WORK REQUIRED
Copy every item below word for word, with no changes.

---------- INPUT ----------

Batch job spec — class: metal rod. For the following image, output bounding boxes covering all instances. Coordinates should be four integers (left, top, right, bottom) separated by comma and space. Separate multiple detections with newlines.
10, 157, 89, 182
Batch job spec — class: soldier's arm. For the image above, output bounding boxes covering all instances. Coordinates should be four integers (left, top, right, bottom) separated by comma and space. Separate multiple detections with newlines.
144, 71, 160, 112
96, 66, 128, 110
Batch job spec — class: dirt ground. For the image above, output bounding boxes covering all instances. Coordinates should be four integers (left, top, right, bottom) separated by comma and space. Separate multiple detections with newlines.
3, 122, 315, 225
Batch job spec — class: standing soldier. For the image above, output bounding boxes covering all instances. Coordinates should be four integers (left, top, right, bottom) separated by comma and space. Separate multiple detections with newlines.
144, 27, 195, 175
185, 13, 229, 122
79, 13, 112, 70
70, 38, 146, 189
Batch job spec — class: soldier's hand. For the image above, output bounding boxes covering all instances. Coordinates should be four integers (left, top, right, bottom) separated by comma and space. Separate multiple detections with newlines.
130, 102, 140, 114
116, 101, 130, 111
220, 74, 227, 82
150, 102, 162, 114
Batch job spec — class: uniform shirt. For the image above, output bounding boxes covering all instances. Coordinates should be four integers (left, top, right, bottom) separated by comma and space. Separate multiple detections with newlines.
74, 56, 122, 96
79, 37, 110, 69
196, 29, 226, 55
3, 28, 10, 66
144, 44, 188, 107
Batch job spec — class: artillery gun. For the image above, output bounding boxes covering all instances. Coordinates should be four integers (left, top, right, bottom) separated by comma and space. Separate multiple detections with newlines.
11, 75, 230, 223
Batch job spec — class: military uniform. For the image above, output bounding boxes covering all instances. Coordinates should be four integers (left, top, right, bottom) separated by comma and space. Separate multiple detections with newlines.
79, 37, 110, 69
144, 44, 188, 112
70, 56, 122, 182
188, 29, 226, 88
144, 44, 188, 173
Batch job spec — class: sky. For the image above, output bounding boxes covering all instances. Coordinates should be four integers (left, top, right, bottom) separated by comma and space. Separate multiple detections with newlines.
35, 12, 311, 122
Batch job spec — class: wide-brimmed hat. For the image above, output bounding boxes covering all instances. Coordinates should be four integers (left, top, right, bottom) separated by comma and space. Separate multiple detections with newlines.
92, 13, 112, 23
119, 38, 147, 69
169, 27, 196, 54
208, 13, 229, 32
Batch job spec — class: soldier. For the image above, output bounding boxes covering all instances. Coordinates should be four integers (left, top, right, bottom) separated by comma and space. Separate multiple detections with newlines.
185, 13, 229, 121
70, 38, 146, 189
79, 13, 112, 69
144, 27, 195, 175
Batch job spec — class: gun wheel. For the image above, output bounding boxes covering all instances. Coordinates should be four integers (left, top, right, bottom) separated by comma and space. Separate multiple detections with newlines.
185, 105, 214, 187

----------

OUTPUT OF THE TASK
Batch job spec — class: metal rod. For the following image, output bounding boxes covering all instances. Coordinates should be four integers (left, top, right, bottom) separated by comma and space. Separate multiple detections with newlines.
10, 157, 89, 182
Batch job spec — class: soldier's arm. For the image above, output bounding boxes covering all instances. Coordinates should be four integers (left, top, right, bottom) separated by comma and space. Separate multiple detections with newlines.
144, 71, 160, 112
96, 66, 128, 110
Batch job spec — class: dirt ground. For the image above, output bounding boxes covering all instances. Coordinates should be four integers (left, top, right, bottom) separated by comma and space. Separate multiple detections with newlines.
3, 122, 315, 225
Batch job spec — class: standing soldier. For the image above, output bounding boxes covering all instances. Coordinates should be four integers (left, top, right, bottom) separated by comma and space. Separate multiple detections with newlines.
144, 27, 195, 175
185, 13, 229, 122
79, 13, 112, 70
70, 38, 146, 189
Batch job spec — class: soldier's hand. For the image above, output bounding boxes covering all instances. Coordinates should be four integers (left, top, right, bottom) separated by comma and space. Separate multiple detections with newlines.
130, 102, 140, 114
116, 101, 130, 111
220, 74, 227, 82
150, 102, 162, 114
Batch job spec — class: uniform shirt. For the image above, output bounding boxes covering all instances. Coordinates should be four integers (left, top, right, bottom) separated by comma and space. Separate multiple detections with newlines.
74, 56, 122, 96
79, 37, 110, 69
196, 29, 226, 55
3, 28, 10, 66
144, 44, 188, 107
Batch job spec — class: artillery gun. For the image above, output bounding boxes covering all instances. Coordinates should be four integers (left, top, right, bottom) separated by comma and space. Separate multiple detections with newlines.
11, 75, 230, 223
Batch job spec — class: military uniform. For the image above, output bounding boxes covering all instances. Coordinates should be four integers (left, top, right, bottom) separated by comma and space. Separate multiple detections with newlines.
79, 37, 110, 69
144, 44, 188, 112
70, 56, 122, 182
188, 29, 226, 88
144, 44, 188, 173
Batch job spec — class: sky. For the image above, output bounding boxes covering all instances. Coordinates should be four integers (left, top, right, bottom) separated by comma and space. Separate multiple detections with newlines.
35, 12, 311, 122
Batch job spec — class: wide-brimmed hat. For the image above, output bounding boxes covering all instances. Coordinates should be four integers (left, top, right, bottom) separated by comma and space. Separate multiple detections with newlines.
92, 13, 112, 23
119, 38, 147, 69
169, 27, 196, 54
208, 13, 229, 32
Batch job spec — class: soldier. For the image above, output bounding boxes covering all instances. Coordinates should be four integers (left, top, right, bottom) separated by comma and space. Separate multiple detections with newlines.
185, 13, 229, 121
70, 38, 146, 189
79, 13, 112, 69
144, 27, 195, 175
Batch job spec — class: gun wheel. For the image above, output bounding boxes covering all instances. Coordinates should be four integers (left, top, right, bottom) separated by comma and space. Separate multiple detections with newlines.
185, 105, 214, 187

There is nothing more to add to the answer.